# Your instructions
Copy out the records below, replacing "facade" with "front" and leaving everything else unchanged.

....

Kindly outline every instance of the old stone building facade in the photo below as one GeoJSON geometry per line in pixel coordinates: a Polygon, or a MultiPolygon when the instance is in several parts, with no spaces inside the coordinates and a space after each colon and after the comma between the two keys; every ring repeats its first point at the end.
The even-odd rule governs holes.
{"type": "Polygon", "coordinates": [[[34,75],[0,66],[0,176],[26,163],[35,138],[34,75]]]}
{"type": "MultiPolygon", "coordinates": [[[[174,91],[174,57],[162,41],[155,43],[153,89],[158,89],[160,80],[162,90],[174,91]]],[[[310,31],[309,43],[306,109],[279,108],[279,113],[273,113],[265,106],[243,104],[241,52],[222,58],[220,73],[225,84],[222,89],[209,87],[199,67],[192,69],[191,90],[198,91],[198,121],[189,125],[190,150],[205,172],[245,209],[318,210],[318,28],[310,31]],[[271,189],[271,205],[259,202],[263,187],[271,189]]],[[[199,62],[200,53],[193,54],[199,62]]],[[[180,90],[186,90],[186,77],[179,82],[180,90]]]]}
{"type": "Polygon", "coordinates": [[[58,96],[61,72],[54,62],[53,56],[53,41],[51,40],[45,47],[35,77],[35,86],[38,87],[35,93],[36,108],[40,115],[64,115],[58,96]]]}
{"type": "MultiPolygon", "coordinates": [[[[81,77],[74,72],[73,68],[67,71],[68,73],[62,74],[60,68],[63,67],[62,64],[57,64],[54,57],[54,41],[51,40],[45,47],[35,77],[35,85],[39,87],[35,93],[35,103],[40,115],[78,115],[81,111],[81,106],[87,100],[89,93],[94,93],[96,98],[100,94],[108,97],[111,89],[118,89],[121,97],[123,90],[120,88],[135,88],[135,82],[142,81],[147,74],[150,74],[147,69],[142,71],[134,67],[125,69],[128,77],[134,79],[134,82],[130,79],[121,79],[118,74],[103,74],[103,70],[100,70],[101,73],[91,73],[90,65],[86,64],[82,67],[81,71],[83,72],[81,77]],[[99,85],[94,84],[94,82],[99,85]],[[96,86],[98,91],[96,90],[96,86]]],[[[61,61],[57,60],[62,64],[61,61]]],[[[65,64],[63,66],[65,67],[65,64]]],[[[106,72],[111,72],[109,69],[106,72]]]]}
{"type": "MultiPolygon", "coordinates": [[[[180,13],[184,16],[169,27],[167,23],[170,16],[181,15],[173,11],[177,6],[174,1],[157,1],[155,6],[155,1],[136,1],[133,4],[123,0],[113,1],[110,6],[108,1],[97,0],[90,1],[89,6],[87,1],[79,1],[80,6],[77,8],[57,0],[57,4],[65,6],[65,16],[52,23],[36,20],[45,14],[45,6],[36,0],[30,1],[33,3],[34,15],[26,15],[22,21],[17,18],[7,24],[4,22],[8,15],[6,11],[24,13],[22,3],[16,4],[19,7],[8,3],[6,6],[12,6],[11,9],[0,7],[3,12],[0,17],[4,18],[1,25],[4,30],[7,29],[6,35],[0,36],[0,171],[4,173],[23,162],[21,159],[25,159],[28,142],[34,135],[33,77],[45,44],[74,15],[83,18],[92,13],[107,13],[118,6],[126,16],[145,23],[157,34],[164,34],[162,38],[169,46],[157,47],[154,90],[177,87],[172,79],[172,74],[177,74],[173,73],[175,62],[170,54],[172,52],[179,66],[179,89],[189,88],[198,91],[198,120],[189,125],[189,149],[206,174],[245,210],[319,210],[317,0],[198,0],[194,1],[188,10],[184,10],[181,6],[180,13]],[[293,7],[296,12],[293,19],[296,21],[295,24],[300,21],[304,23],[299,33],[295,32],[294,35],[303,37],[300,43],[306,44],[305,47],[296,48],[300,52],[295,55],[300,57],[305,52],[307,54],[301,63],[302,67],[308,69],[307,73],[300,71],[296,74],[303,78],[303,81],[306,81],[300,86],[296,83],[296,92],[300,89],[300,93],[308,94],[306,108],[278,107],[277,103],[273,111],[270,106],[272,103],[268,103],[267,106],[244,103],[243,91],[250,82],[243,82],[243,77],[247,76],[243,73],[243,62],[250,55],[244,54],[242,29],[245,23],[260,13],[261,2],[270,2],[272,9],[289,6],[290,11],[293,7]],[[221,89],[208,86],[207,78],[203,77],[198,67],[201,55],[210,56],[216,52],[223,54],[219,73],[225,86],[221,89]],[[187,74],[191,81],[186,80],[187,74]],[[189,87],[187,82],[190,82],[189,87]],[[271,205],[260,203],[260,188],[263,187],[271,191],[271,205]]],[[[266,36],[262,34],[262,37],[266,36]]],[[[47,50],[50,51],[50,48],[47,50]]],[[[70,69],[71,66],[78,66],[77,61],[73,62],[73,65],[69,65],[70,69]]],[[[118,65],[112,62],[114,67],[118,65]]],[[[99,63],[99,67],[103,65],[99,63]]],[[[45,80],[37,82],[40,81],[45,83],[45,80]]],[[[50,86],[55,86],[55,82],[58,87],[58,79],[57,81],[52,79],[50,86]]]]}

....

# Written response
Kindly outline every instance of the old stone building front in the photo below as one GeoJSON geometry per line in pixel coordinates: a Polygon, or a MultiPolygon when the instance is in several parts, with no spaces inside the coordinates and a space after each colon and after the comma between the two keys; every ring repeats its first point at the end.
The even-odd rule governs holes.
{"type": "Polygon", "coordinates": [[[34,75],[0,66],[0,176],[26,163],[35,138],[34,75]]]}
{"type": "MultiPolygon", "coordinates": [[[[174,91],[174,57],[162,41],[155,43],[153,89],[158,89],[160,80],[162,90],[174,91]]],[[[310,31],[309,43],[306,109],[279,108],[279,113],[273,113],[265,106],[243,104],[241,52],[222,58],[220,73],[225,84],[222,89],[209,87],[199,67],[192,69],[191,90],[198,91],[198,121],[189,125],[190,150],[205,172],[245,209],[318,210],[318,28],[310,31]],[[271,189],[271,205],[259,202],[263,187],[271,189]]],[[[199,62],[200,53],[193,54],[199,62]]],[[[180,90],[186,90],[186,77],[179,82],[180,90]]]]}
{"type": "Polygon", "coordinates": [[[58,96],[61,72],[54,62],[53,56],[53,41],[51,40],[45,47],[35,77],[35,86],[38,87],[35,93],[36,108],[40,115],[64,115],[58,96]]]}
{"type": "MultiPolygon", "coordinates": [[[[81,77],[74,72],[73,68],[67,71],[68,73],[62,74],[60,68],[63,67],[62,64],[57,64],[54,57],[54,41],[51,40],[45,47],[35,77],[35,85],[39,87],[35,93],[35,103],[40,115],[78,115],[81,111],[81,106],[87,100],[89,93],[94,93],[96,98],[100,94],[108,97],[111,89],[118,89],[121,97],[123,90],[120,88],[135,88],[135,82],[142,81],[147,74],[150,74],[147,69],[142,71],[134,67],[125,69],[128,77],[134,79],[134,82],[130,79],[121,79],[118,74],[103,74],[103,70],[100,70],[101,73],[91,73],[90,65],[86,64],[82,67],[81,71],[83,72],[81,77]],[[99,85],[94,84],[94,82],[99,85]],[[96,86],[98,91],[96,90],[96,86]]],[[[61,61],[57,60],[62,64],[61,61]]],[[[65,64],[63,66],[65,67],[65,64]]],[[[106,72],[111,72],[109,69],[106,72]]]]}
{"type": "MultiPolygon", "coordinates": [[[[180,13],[184,16],[169,27],[167,23],[170,16],[181,15],[173,11],[177,6],[174,1],[157,1],[155,6],[155,1],[136,1],[133,4],[123,0],[113,1],[110,6],[108,1],[97,0],[90,1],[89,6],[87,1],[79,1],[80,6],[77,8],[57,0],[57,4],[65,6],[65,16],[52,23],[36,20],[45,14],[45,6],[36,0],[30,1],[33,3],[34,15],[26,15],[22,21],[17,18],[7,24],[4,22],[8,15],[6,11],[24,13],[22,3],[16,4],[19,7],[8,3],[6,6],[12,6],[11,9],[0,7],[3,12],[0,17],[4,18],[1,25],[4,30],[7,29],[6,35],[0,36],[0,171],[4,173],[23,162],[21,159],[25,159],[28,142],[34,135],[33,77],[45,44],[74,15],[83,18],[92,13],[107,13],[118,6],[126,16],[145,23],[157,34],[164,34],[162,38],[169,46],[157,47],[154,90],[177,87],[172,79],[172,74],[177,74],[173,73],[175,62],[170,54],[172,52],[179,66],[179,89],[189,88],[198,91],[198,120],[189,125],[189,149],[206,174],[245,210],[319,210],[317,0],[198,0],[194,1],[188,10],[184,10],[181,6],[180,13]],[[293,7],[296,12],[293,19],[296,21],[295,24],[300,21],[304,23],[299,33],[295,32],[294,35],[303,37],[300,43],[306,44],[305,47],[296,48],[300,52],[295,55],[300,57],[305,52],[307,54],[301,63],[302,67],[308,69],[307,73],[300,71],[296,74],[303,78],[303,81],[306,81],[300,86],[296,83],[296,92],[300,89],[300,93],[308,94],[306,108],[278,107],[277,103],[273,111],[270,106],[272,103],[268,103],[267,106],[244,103],[243,91],[250,82],[243,82],[243,77],[247,76],[243,73],[243,62],[250,55],[244,54],[242,29],[245,23],[260,13],[261,2],[270,2],[272,9],[289,6],[290,11],[293,7]],[[221,89],[208,86],[207,78],[203,77],[198,67],[201,55],[210,56],[216,52],[223,54],[219,73],[225,86],[221,89]],[[187,74],[191,81],[186,80],[187,74]],[[189,87],[187,82],[190,82],[189,87]],[[271,205],[260,203],[260,188],[263,187],[271,191],[271,205]]],[[[266,36],[262,34],[262,37],[266,36]]],[[[47,50],[50,51],[50,48],[47,50]]],[[[70,69],[71,66],[78,66],[77,61],[73,62],[73,65],[69,65],[70,69]]],[[[118,65],[112,62],[114,67],[118,65]]],[[[99,63],[99,67],[103,65],[99,63]]],[[[45,80],[37,82],[40,81],[45,83],[45,80]]],[[[50,86],[55,86],[55,82],[58,87],[58,79],[57,81],[52,79],[50,86]]]]}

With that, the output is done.